[Stored data entries]
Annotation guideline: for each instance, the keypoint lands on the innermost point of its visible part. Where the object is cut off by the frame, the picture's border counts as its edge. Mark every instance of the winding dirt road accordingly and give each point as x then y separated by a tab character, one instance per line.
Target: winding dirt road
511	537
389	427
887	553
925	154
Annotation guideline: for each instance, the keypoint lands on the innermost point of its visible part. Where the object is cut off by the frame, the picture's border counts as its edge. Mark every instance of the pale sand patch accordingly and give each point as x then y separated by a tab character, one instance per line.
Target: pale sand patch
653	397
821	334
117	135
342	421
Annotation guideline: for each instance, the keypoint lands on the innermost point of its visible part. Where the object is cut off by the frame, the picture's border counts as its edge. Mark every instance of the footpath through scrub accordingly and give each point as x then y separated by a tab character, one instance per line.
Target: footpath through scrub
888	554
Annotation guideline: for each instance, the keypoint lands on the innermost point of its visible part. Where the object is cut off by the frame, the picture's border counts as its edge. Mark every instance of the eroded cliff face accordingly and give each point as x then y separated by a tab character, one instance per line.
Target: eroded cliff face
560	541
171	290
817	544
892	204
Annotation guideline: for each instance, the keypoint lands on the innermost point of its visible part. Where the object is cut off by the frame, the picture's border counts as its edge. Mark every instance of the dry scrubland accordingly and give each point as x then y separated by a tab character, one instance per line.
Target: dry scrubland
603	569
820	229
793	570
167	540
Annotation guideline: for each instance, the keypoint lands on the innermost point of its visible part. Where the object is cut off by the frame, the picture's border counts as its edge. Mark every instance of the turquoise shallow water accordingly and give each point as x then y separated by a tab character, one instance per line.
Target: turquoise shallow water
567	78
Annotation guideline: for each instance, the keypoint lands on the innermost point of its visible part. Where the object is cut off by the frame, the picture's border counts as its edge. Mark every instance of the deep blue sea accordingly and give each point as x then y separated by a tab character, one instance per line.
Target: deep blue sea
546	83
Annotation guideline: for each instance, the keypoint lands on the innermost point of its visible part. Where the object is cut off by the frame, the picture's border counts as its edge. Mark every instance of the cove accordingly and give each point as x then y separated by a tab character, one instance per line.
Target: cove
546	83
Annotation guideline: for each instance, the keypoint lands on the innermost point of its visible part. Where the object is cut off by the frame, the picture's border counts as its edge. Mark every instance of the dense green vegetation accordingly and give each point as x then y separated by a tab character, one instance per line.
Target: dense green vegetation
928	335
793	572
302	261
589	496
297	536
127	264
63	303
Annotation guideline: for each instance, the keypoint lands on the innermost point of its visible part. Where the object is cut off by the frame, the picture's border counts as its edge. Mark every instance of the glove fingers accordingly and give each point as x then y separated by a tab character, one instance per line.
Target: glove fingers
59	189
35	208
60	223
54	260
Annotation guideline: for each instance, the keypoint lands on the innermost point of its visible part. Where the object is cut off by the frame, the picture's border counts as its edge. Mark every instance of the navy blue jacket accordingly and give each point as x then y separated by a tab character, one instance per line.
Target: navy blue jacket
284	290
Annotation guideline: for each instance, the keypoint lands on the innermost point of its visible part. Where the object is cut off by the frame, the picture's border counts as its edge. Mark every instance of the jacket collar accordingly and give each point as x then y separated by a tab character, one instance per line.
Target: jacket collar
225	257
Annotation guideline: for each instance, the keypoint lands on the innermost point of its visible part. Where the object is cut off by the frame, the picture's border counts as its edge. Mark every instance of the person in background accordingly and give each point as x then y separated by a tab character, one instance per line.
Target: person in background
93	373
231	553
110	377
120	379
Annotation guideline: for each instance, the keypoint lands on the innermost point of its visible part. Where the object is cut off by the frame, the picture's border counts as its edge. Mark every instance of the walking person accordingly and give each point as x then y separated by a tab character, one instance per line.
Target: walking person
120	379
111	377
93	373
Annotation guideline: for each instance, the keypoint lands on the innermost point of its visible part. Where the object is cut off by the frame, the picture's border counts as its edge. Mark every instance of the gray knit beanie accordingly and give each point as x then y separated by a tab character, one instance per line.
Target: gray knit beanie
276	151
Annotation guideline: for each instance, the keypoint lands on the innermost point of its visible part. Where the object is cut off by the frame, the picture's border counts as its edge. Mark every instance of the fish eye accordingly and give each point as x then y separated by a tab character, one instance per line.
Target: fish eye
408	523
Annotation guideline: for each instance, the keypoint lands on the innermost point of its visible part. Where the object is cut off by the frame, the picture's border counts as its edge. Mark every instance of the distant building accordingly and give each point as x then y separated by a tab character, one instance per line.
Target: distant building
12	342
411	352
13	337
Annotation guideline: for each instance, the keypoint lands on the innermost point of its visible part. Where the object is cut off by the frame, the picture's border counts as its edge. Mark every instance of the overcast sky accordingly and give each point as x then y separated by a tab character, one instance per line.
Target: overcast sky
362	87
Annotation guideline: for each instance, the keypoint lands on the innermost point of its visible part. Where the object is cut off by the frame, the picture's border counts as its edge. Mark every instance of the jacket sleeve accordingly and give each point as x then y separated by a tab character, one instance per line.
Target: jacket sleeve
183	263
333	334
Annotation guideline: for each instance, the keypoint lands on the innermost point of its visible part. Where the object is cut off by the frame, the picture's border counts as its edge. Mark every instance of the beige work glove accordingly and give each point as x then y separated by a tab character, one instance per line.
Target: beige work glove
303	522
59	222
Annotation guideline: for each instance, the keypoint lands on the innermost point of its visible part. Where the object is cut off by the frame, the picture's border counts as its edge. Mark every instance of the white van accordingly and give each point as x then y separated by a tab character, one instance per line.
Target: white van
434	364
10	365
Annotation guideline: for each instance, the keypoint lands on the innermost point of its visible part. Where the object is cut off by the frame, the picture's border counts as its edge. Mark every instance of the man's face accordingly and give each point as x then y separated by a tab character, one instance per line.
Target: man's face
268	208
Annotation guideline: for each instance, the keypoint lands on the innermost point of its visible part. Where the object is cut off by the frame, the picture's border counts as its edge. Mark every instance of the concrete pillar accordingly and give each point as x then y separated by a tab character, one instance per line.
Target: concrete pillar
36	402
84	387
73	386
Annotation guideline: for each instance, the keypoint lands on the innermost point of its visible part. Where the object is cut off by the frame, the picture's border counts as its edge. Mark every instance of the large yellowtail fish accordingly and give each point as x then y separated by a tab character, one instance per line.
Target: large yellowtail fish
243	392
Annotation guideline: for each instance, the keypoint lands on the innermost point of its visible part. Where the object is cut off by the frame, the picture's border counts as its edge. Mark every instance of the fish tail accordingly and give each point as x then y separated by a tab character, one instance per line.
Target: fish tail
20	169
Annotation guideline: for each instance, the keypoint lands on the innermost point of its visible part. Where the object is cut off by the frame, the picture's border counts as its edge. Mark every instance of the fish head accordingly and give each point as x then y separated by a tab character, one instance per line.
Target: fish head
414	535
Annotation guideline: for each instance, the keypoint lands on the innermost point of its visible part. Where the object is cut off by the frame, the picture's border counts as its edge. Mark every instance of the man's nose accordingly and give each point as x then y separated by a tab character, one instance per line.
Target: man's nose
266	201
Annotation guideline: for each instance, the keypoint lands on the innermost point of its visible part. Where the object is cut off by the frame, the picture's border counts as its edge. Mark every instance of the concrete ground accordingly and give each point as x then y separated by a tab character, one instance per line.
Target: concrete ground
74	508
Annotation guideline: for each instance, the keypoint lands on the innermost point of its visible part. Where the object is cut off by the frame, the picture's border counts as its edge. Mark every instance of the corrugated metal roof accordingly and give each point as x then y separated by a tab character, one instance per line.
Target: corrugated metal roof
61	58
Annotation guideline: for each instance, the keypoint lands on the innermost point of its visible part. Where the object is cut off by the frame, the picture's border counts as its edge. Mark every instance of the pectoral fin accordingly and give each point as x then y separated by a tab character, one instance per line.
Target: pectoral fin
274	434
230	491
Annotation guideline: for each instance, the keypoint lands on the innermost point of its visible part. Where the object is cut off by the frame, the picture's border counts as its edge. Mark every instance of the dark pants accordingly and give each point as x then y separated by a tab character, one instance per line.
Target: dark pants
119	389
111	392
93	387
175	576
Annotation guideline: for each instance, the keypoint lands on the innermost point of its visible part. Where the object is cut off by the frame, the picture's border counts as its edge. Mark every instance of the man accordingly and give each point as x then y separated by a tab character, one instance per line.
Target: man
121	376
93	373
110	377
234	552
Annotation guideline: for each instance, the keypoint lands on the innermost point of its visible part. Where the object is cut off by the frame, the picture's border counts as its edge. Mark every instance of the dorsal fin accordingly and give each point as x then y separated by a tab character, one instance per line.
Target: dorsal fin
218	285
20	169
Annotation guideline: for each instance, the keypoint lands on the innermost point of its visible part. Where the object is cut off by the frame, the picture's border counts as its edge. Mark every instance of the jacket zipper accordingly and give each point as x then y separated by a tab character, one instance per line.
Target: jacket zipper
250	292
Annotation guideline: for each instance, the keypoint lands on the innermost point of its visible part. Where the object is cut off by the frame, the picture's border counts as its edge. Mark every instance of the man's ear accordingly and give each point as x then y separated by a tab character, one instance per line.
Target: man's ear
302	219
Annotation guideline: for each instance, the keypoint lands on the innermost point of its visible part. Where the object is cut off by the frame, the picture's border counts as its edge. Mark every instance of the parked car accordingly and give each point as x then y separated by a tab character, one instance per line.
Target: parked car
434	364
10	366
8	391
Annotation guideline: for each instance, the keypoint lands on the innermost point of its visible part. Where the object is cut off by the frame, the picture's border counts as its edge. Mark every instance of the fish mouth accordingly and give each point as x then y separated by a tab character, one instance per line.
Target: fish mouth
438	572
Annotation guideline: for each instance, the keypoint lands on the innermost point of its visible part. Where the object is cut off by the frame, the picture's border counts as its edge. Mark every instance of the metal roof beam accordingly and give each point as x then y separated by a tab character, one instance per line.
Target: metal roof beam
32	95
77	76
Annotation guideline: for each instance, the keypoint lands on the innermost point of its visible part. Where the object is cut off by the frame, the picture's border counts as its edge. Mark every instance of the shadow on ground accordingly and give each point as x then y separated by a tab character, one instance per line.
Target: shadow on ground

WHAT YOU NEED TO DO: Transcribe each line of the data above, unaltered, from the one where "Target: pale sand patch" appears to the one where "the dry scrubland" appears, inclusive of both.

ANSWER TO THIS EXERCISE:
Target: pale sand patch
653	397
821	334
117	135
342	421
Annotation guideline: for each instance, the keypoint lands on the innermost point of its visible part. Where the object is cut off by the frame, the picture's border counts as its edge. Mark every instance of the footpath through scrub accordingly and give each point as x then y separated by a tab character, one instance per line.
Target: footpath through scrub
888	554
Annotation guideline: for each instance, the keypoint lands on the innermost point of its visible part. Where the object is cut off by the frame, the picture's border counts as its edge. Mark every instance of the eroded cliff face accordingly and give each point as x then y separated by a tab character, one instance per line.
Target: eroded cliff face
560	541
171	290
817	544
892	204
Annotation guideline: for each instance, the keypoint lands on the innermost point of its visible part. Where the object is cut off by the frame, the picture's border counts as its edge. Mark every instance of the dry scrubland accordingly and give each point as x then y separated by a tab character, one instance per line.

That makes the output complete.